**What the task asks:** Output all of the items below word for word, but leave the pictures out.

**Stored dataset items:**
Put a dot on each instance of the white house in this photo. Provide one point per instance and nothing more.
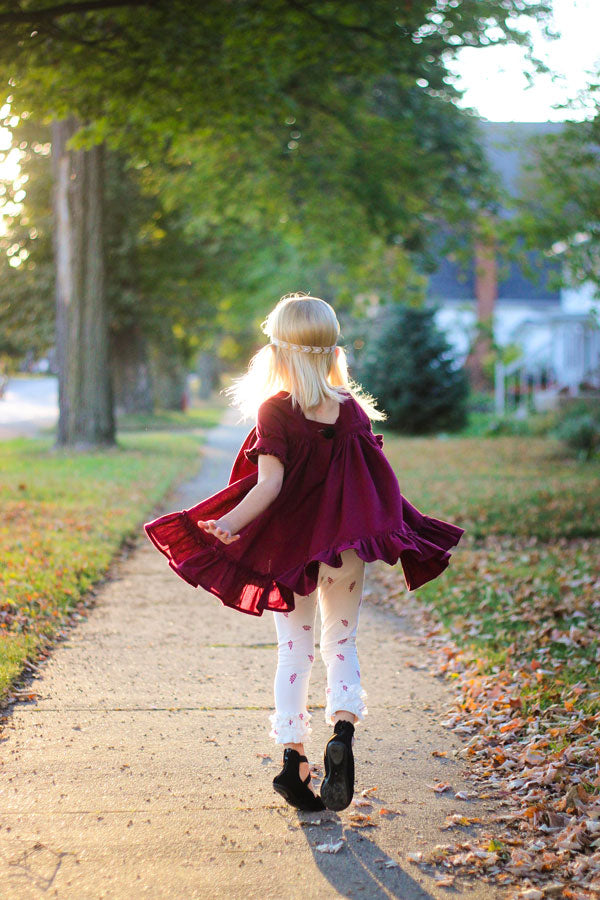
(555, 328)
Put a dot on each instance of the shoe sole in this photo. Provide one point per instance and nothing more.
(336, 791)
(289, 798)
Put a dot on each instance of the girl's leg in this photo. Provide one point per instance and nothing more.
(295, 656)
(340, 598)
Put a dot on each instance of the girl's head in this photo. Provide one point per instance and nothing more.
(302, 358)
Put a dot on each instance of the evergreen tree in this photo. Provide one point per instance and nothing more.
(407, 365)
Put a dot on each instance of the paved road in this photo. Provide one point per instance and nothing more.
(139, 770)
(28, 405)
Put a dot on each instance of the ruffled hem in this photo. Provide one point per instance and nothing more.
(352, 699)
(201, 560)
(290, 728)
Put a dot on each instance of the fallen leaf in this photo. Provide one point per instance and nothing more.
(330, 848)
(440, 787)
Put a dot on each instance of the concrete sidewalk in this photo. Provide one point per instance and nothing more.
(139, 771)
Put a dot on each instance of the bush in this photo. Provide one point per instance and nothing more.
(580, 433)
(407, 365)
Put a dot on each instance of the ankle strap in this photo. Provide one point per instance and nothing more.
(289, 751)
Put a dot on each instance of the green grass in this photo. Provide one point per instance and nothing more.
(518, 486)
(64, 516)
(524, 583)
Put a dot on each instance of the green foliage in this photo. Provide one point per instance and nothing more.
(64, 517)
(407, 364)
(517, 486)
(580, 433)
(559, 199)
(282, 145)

**Answer for the task:**
Put a dot on each instance of the white house in this photo. Provide one point per instance and nothing more.
(555, 328)
Put a dot on each instance of the shoe sole in this photo. Provide one point per instance and nothing more.
(336, 791)
(289, 798)
Put a dot on each instance of the girl's leg in this photo. Provide one point per instance and nothing more.
(295, 656)
(340, 598)
Put a dot on each instance of the girl's head in this photo. Provide one point per instance and nothing more.
(302, 358)
Put a dot on each instance of the evergreen tree in this photo. Provide one point per instance and nothing more.
(407, 365)
Put a dot on each instance of the paved road in this photo. Provide one point per instance and nothing more.
(139, 770)
(28, 405)
Put a dot on each instance of the ruffled hem in this photo. Provide one point per instance and nothing more.
(352, 699)
(201, 560)
(290, 728)
Put a dot on each instance of the fallen leaf in this photo. Provide one point per instance and nothing more.
(330, 848)
(440, 787)
Put a dot on each instance of the concrete sidewalk in this photo. Provide one point per instance and nothing more.
(139, 771)
Put a dot on each instance of the bush in this photo. Provide one point per instance and nothing more.
(580, 433)
(407, 365)
Put a dot on each instance of the ankle strap in this photo. Provide one point per instance and nothing more.
(289, 751)
Put a dot on each instance of the green grass in this photo. Provide one point per instance and nothing more.
(518, 486)
(64, 516)
(524, 583)
Put a dot on each instance of the green foliage in this photo. Provide one point per instance and nothing more.
(64, 517)
(407, 364)
(517, 486)
(580, 433)
(559, 199)
(282, 145)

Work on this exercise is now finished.